**Extract to read**
Re: [PATCH 1/2] x86/random: Retry on RDSEED failure

From: Daniel P. Berrangé
Date: Tue Jan 30 2024 - 09:43:39 EST


On Tue, Jan 30, 2024 at 03:06:14PM +0100, Jason A. Donenfeld wrote:
> Is that an accurate summary? If it is, then the actual problem is that
> the hardware provided to solve this problem doesn't actually solve it
> that well, so we're caught deciding between guest-guest DoS (some
> other guest on the system uses all RDRAND resources) and cryptographic
> failure because of a malicious host creating a deterministic
> environment.

In a CoCo VM environment, a guest DoS is not a unique threat
scenario, as it is unrelated to confidentiality. Ensuring
fair subdivision of resources between competeing guests is
just a general VM threat. There are many easy ways a host
admin can stop a guest making computational progress. Simply
not scheduling the guest vCPU threads is one. CoCo doesn't
try to solve this problem.

Preserving confidentiality is the primary aim of CoCo.

IOW, if the guest boot is stalled because the kernel is spinning
waiting on RDRAND to return data, that's fine. If the kernel
panics after "n" RDRAND failures in a row that's fine too. They
are both just yet another DoS scenario.

If the kernel ignores the RDRAND failure and lets it boot with
degraded RNG state there were susceptible to attacks, that would
not be OK for CoCo.

> But I have two questions:
>
> 1) Is this CoCo VM stuff even real? Is protecting guests from hosts
> actually possible in the end? Is anybody doing this? I assume they
> are, so maybe ignore this question, but I would like to register my
> gut feeling that on the Intel platform this seems like an endless
> whack-a-mole problem like SGX.

Region annotation entries

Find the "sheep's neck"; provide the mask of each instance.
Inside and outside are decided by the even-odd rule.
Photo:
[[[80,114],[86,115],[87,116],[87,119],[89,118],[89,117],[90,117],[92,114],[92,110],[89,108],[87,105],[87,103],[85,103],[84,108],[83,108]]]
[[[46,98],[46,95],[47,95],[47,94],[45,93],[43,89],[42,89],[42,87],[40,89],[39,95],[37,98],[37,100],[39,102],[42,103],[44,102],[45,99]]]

**Given request 1**
Reproduce the passage of the RDSEED retry reply starting at "In a CoCo VM" and ending at "another DoS scenario.", substituting "confidential computing" for "CoCo".
**Given request 2**
Copy each line of the records that contains the word "decided". Case counts.

**Worked solution 1**
In a confidential computing VM environment, a guest DoS is not a unique threat
scenario, as it is unrelated to confidentiality. Ensuring
fair subdivision of resources between competeing guests is
just a general VM threat. There are many easy ways a host
admin can stop a guest making computational progress. Simply
not scheduling the guest vCPU threads is one. confidential computing doesn't
try to solve this problem.

Preserving confidentiality is the primary aim of confidential computing.

IOW, if the guest boot is stalled because the kernel is spinning
waiting on RDRAND to return data, that's fine. If the kernel
panics after "n" RDRAND failures in a row that's fine too. They
are both just yet another DoS scenario.

**Worked solution 2**
Inside and outside are decided by the even-odd rule.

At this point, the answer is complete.